- _About this task_
Set the data down again, word for word, as it appears below.

[Dataset excerpts]

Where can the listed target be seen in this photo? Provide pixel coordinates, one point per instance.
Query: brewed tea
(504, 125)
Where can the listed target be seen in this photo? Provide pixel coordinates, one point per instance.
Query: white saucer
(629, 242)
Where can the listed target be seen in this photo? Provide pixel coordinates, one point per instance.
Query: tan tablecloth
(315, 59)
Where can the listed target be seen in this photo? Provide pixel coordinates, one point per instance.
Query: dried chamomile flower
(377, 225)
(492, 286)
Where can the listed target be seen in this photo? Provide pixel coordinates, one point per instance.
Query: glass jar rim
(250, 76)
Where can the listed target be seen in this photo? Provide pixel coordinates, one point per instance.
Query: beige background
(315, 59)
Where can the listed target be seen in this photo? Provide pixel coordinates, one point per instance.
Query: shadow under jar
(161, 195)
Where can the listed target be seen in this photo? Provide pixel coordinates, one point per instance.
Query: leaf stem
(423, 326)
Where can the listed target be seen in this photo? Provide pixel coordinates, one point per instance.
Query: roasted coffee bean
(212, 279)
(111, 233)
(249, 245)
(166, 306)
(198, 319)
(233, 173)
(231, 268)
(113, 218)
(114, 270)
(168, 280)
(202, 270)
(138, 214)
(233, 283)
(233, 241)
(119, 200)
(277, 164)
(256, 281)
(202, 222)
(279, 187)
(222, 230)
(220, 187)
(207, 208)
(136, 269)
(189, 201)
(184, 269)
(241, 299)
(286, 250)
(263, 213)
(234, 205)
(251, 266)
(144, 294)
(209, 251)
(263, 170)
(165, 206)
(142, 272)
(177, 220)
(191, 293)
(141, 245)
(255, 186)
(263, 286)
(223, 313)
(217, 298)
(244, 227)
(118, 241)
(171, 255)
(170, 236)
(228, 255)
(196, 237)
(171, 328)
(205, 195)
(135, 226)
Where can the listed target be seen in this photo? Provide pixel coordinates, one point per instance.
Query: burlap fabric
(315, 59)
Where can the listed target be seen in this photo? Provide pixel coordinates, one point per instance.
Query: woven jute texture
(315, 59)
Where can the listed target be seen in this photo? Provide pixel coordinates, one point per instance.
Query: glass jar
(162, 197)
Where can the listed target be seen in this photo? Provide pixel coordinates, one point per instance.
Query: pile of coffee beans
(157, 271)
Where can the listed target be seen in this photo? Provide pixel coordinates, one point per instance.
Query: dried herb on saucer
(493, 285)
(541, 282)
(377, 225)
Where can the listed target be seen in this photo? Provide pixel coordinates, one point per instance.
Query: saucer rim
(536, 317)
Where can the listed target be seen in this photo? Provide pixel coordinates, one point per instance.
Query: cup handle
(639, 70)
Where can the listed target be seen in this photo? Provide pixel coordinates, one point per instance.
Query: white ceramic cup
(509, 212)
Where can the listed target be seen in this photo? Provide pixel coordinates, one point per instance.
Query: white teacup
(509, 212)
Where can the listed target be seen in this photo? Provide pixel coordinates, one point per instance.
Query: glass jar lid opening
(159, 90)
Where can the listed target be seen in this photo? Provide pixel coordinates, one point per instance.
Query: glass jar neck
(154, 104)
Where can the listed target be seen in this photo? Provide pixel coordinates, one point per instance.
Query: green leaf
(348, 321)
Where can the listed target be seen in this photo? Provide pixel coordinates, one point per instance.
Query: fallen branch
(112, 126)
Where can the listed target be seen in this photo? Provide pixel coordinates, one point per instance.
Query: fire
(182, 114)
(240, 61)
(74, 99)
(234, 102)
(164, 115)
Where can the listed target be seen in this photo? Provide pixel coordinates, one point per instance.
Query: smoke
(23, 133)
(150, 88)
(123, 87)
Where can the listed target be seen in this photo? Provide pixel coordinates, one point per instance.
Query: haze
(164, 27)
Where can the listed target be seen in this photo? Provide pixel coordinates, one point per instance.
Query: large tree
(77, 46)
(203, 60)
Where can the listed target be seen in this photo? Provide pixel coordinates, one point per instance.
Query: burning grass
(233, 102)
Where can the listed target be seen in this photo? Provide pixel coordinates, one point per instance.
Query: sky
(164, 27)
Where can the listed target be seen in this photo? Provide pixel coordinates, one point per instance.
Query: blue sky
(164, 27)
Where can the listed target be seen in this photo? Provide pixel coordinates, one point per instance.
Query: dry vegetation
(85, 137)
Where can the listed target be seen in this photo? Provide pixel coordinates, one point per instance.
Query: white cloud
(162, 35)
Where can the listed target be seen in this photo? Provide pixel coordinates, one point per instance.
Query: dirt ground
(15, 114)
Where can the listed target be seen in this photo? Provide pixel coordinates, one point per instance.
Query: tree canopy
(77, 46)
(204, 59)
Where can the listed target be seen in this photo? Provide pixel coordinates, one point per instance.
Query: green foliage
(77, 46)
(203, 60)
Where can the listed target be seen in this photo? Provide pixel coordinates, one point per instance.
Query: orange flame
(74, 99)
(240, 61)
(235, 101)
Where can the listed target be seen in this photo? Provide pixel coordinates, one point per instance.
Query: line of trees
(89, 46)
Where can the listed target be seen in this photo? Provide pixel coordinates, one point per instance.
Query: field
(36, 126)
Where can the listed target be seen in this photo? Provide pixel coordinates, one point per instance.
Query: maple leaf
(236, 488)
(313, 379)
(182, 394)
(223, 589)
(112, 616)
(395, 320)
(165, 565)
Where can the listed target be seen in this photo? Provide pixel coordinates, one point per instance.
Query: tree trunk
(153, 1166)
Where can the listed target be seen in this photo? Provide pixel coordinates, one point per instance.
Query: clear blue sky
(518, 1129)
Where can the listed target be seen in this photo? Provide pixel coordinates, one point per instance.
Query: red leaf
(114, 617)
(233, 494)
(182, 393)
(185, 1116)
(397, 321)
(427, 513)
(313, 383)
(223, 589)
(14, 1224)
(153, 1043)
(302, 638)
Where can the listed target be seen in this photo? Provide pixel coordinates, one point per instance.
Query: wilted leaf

- _Exercise output_
Where can the listed target be seen in this photo? Provide pixel coordinates, one point per instance.
Query: brewed tea
(504, 125)
Where can the listed target be seen in this photo? Provide pixel coordinates, one point per instance.
Query: white saucer
(629, 242)
Where can the listed target be seen in this photo? Provide pixel coordinates, one point per instance.
Query: tan tablecloth
(315, 59)
Where can the listed target be seen in this photo? Provide pixel coordinates, one point per instance.
Query: dried chamomile flower
(377, 225)
(492, 286)
Where can the listed target be seen in this photo? Provide pixel coordinates, one point per instance.
Query: glass jar rim
(250, 76)
Where can the listed target be seen in this photo? Provide pixel coordinates, one point per instance.
Query: beige background
(315, 59)
Where can the listed target be seen in this photo? Provide pixel coordinates, one point per instance.
Query: shadow under jar
(161, 195)
Where can the listed target be seen in this photo? Provide pixel coordinates, one point per instance.
Query: leaf stem
(423, 326)
Where can the listed target be seen in this photo? Provide pixel coordinates, one point per instance.
Query: roasted coffee bean
(212, 279)
(111, 233)
(249, 245)
(166, 306)
(198, 319)
(233, 173)
(231, 268)
(113, 218)
(114, 270)
(168, 280)
(202, 270)
(138, 214)
(233, 283)
(233, 241)
(119, 200)
(277, 164)
(256, 281)
(202, 222)
(279, 187)
(222, 230)
(220, 187)
(207, 208)
(136, 269)
(189, 201)
(184, 269)
(241, 299)
(286, 250)
(263, 213)
(234, 205)
(251, 266)
(144, 294)
(209, 251)
(263, 170)
(165, 206)
(142, 272)
(177, 220)
(191, 293)
(141, 245)
(255, 186)
(263, 286)
(223, 313)
(217, 298)
(244, 227)
(118, 241)
(171, 255)
(170, 236)
(228, 255)
(196, 237)
(171, 328)
(205, 195)
(135, 226)
Where can the listed target be seen in this photo? Provide pixel coordinates, one point per instance.
Query: burlap fabric
(315, 59)
Where can the listed target be seen in this photo? Provide pixel coordinates, one point per instance.
Query: woven jute texture
(315, 59)
Where can the listed target be seen in this photo? Provide pixel coordinates, one point per instance.
Query: glass jar
(162, 197)
Where can the listed target be seen in this photo? Provide pixel coordinates, one point per instance.
Query: pile of coffee beans
(157, 271)
Where can the listed target be seen in this photo? Provide pixel coordinates, one point per instance.
Query: dried herb on saucer
(493, 285)
(541, 282)
(377, 225)
Where can the listed target be seen in this photo? Provide pixel coordinates, one point per instance.
Query: saucer rim
(536, 317)
Where can the listed target be seen in this photo? Provide pixel coordinates, one point per instance.
Query: cup handle
(639, 70)
Where can the listed target be seen in this photo? Provide pixel coordinates, one point per instance.
Query: white ceramic cup
(509, 212)
Where can the listed target be seen in this photo? Provide pixel coordinates, one point per instance.
Query: white teacup
(509, 212)
Where can the listed target be seen in this photo? Provide pixel coordinates, one point per instance.
Query: glass jar lid opening
(159, 90)
Where can the listed target be seen in this photo? Provide pixel coordinates, one point per instance.
Query: glass jar neck
(154, 104)
Where can the listed target be seen in this photo? Provide pixel coordinates, one point per instance.
Query: green leaf
(348, 321)
Where can the listed target be seen in this photo? Provide pixel coordinates, one point per instance.
Query: fallen branch
(112, 126)
Where can the listed target be seen in this photo? Provide pixel coordinates, one point per instance.
Query: fire
(182, 114)
(240, 61)
(74, 99)
(234, 102)
(164, 115)
Where can the listed target be seen in this photo? Provide pixel coordinates, one point per instance.
Query: smoke
(23, 133)
(150, 88)
(123, 87)
Where can the listed target be seen in this photo? Provide pixel coordinates, one point per instance.
Query: haze
(164, 27)
Where can the listed target be seen in this photo? Provide pixel coordinates, one point per instance.
Query: large tree
(77, 46)
(203, 60)
Where can the listed target be seen in this photo? Provide pixel coordinates, one point per instance.
Query: burning grass
(233, 102)
Where can the listed target be seen in this photo? Provide pixel coordinates, one point per instance.
Query: sky
(164, 27)
Where can the listed target be seen in this photo? Provide pixel coordinates, one point per instance.
Query: blue sky
(164, 27)
Where can the listed target be seen in this photo? Provide pixel coordinates, one point per instance.
Query: dry vegetation
(85, 137)
Where can the listed target be seen in this photo? Provide pixel coordinates, one point per instance.
Query: white cloud
(162, 35)
Where can the listed target be seen in this photo? Provide pixel coordinates, one point per instance.
Query: dirt ground
(15, 114)
Where can the listed target be seen in this photo? Provide pixel coordinates, one point per instance.
Query: tree canopy
(77, 46)
(204, 59)
Where can the listed target be seen in this photo? Provide pixel coordinates, one point per instance.
Query: green foliage
(77, 46)
(203, 60)
Where can the listed target be seen in this photo? Provide pixel coordinates, one point per instance.
Query: orange flame
(74, 99)
(240, 61)
(235, 101)
Where can the listed target be seen in this photo? Provide pixel coordinates, one point per instance.
Query: line of trees
(89, 46)
Where can the listed target be seen in this photo? Provide pixel coordinates, one point per instance.
Query: field
(36, 126)
Where can the listed target be seen in this photo? Provide pixel coordinates, one point per instance.
Query: maple leaf
(236, 488)
(313, 379)
(182, 394)
(223, 589)
(112, 616)
(395, 320)
(165, 565)
Where can the listed target be seen in this photo? Provide pixel coordinates, one point per instance.
Query: tree trunk
(153, 1166)
Where can the listed target be seen in this photo? Provide pixel coordinates, one point per instance.
Query: clear blue sky
(518, 1129)
Where can the listed target be seen in this photo? Provide pixel coordinates, one point per instance.
Query: red leaf
(114, 617)
(233, 494)
(182, 393)
(185, 1116)
(397, 321)
(427, 513)
(313, 383)
(223, 589)
(14, 1224)
(153, 1043)
(302, 638)
Where can the listed target be seen in this photo? Provide pixel coordinates, one point per instance.
Query: wilted leaf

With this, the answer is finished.